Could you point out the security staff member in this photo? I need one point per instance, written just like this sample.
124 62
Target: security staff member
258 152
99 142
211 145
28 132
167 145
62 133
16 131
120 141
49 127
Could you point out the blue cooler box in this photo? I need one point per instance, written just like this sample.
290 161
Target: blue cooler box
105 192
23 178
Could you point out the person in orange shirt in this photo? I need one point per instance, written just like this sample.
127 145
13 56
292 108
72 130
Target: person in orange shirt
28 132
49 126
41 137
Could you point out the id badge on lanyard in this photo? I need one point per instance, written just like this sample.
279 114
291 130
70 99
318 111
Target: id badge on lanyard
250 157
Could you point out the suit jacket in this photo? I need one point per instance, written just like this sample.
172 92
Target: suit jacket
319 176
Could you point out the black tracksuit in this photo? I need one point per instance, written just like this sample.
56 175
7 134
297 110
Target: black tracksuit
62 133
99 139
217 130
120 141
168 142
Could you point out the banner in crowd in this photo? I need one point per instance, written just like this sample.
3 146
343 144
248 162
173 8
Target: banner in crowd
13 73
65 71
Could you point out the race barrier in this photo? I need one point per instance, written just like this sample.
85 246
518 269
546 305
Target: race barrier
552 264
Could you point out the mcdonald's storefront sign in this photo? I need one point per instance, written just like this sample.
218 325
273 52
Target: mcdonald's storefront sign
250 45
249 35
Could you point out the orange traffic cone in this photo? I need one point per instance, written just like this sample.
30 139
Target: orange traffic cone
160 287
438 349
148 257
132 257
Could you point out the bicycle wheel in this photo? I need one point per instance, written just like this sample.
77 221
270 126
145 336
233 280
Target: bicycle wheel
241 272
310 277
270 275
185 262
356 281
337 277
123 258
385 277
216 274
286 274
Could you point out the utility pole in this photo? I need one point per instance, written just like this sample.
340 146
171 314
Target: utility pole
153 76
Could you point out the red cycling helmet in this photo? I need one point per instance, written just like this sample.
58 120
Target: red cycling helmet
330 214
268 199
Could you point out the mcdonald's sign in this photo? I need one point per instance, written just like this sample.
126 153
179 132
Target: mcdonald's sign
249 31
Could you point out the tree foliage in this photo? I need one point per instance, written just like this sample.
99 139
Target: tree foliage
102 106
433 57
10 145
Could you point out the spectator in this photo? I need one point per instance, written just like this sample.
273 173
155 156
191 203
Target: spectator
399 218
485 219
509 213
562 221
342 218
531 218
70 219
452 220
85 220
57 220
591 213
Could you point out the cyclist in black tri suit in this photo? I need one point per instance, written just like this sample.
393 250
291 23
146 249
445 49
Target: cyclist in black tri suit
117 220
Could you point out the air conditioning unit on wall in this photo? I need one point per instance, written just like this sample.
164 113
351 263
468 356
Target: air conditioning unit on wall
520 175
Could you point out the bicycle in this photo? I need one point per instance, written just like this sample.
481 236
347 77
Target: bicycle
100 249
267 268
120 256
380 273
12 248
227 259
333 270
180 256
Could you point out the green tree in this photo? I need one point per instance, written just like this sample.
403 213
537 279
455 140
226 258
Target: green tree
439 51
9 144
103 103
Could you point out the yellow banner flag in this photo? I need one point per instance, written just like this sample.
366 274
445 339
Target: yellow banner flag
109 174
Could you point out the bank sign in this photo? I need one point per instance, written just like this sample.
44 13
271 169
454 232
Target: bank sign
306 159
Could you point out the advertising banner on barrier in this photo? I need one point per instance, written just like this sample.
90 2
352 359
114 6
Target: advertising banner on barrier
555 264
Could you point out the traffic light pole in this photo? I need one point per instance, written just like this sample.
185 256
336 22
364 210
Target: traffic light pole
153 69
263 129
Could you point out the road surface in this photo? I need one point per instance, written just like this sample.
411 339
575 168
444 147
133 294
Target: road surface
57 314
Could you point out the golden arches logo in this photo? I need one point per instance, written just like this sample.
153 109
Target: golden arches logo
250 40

= = = =

Stated exercise ->
Reproduce the rows verbatim, starting at the line containing "Could you point out the golden" and continuing through the final line of the rows, both included.

Solution to the exercise ->
Could you point out the golden arches logo in this photo? I need one point per instance, written just like this sample.
153 109
Target: golden arches logo
250 40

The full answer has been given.